AIM OF THE EXERCISE
Print the stretch of lines below, from the line containing "Name the bounding box of the wooden" through the last line, reproducing each one character for character.

SOURCE DATA
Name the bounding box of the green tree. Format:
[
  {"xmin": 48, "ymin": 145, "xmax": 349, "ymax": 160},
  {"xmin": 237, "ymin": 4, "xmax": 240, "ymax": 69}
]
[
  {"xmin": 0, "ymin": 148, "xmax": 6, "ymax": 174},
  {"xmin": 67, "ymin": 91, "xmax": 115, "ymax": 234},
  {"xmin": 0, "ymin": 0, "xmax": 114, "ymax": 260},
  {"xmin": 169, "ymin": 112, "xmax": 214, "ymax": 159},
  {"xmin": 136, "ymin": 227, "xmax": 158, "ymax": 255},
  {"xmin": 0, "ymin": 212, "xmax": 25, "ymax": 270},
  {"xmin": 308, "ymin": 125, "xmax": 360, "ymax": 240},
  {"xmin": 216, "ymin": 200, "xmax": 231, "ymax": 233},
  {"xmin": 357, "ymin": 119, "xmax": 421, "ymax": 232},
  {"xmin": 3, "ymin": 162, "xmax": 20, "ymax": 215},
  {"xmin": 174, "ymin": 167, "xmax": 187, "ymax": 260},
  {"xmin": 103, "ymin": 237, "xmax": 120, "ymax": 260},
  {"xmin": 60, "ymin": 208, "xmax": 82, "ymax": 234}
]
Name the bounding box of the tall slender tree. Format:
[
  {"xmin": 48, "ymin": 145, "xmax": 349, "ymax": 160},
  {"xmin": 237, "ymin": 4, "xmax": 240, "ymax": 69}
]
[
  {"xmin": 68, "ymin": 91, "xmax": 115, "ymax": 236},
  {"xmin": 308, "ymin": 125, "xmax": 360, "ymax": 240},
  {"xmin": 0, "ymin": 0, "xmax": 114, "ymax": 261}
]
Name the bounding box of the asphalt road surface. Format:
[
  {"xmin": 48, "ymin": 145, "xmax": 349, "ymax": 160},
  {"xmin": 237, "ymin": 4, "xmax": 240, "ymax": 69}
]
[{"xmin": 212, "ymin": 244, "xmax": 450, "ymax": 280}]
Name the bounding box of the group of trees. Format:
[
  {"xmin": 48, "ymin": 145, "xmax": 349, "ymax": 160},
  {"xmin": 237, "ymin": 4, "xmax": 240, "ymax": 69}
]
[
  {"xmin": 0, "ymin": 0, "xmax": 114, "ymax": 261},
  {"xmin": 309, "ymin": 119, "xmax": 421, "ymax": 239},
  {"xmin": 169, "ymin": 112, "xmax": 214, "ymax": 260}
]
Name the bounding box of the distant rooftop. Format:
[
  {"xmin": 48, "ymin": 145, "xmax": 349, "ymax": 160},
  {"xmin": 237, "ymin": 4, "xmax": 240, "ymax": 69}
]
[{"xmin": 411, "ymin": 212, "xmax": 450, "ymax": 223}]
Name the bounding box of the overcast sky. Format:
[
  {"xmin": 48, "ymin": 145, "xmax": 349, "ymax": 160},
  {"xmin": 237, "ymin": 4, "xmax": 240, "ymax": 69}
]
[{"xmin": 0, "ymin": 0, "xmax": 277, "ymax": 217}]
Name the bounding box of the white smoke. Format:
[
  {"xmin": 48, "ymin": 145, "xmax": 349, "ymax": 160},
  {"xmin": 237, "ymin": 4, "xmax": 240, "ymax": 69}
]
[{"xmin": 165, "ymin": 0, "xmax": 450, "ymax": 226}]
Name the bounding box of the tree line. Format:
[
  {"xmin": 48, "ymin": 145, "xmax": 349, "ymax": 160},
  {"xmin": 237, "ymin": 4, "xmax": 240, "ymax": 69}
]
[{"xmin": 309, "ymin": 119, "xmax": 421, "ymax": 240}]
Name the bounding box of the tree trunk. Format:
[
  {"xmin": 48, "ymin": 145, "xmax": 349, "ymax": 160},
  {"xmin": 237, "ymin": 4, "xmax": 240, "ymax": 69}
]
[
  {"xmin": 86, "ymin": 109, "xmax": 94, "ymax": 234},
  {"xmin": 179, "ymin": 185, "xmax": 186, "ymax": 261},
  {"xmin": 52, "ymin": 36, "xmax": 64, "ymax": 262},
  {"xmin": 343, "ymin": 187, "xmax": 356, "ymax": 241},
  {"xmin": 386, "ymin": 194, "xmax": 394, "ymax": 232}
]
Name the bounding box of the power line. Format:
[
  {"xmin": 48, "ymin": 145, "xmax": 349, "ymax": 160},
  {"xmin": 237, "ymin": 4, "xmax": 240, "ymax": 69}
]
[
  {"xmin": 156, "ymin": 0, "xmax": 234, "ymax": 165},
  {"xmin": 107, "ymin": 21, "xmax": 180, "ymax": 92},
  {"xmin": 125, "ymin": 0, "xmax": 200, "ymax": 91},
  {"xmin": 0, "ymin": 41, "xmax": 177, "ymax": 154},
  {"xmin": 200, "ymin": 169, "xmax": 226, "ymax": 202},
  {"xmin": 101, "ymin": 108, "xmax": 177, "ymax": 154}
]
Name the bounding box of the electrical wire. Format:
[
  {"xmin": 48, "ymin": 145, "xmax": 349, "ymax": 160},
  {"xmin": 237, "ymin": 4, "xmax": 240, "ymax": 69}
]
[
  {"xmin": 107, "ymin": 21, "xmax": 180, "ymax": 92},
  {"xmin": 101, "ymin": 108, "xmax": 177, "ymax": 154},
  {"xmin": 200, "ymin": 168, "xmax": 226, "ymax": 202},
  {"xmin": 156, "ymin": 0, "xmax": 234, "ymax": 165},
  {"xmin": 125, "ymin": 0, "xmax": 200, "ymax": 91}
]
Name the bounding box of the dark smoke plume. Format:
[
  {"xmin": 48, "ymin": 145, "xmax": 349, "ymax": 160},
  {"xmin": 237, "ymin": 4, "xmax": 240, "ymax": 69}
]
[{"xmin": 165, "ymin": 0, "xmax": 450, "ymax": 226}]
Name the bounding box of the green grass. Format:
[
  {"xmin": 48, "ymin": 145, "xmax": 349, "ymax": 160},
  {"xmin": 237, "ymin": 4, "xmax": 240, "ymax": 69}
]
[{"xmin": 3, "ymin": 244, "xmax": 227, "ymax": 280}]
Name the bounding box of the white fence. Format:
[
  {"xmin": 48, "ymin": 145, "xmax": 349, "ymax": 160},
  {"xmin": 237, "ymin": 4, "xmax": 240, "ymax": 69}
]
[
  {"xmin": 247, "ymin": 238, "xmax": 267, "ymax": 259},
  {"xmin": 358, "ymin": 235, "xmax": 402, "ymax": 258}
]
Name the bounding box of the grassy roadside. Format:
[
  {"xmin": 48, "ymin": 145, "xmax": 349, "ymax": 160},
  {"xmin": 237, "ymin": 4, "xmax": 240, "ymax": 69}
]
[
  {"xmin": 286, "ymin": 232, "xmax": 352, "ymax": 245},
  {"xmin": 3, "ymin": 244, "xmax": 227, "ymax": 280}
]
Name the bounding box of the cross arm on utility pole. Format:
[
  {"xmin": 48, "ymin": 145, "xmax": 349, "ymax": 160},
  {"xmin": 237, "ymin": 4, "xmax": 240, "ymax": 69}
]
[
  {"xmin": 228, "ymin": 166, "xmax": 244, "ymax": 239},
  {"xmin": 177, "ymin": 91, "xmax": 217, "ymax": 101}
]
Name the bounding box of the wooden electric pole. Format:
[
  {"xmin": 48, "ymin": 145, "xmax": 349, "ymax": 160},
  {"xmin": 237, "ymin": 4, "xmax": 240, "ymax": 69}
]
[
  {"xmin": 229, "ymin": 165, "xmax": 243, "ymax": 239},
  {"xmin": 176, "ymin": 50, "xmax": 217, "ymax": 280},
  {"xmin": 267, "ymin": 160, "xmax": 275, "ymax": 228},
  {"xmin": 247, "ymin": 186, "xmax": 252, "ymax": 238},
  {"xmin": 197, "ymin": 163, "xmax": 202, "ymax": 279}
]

FULL ANSWER
Name the bounding box of the wooden electric pole. Format:
[
  {"xmin": 48, "ymin": 145, "xmax": 349, "ymax": 160},
  {"xmin": 237, "ymin": 4, "xmax": 240, "ymax": 69}
]
[
  {"xmin": 229, "ymin": 165, "xmax": 243, "ymax": 239},
  {"xmin": 176, "ymin": 50, "xmax": 217, "ymax": 280},
  {"xmin": 267, "ymin": 160, "xmax": 275, "ymax": 228},
  {"xmin": 247, "ymin": 186, "xmax": 252, "ymax": 238},
  {"xmin": 197, "ymin": 163, "xmax": 202, "ymax": 279}
]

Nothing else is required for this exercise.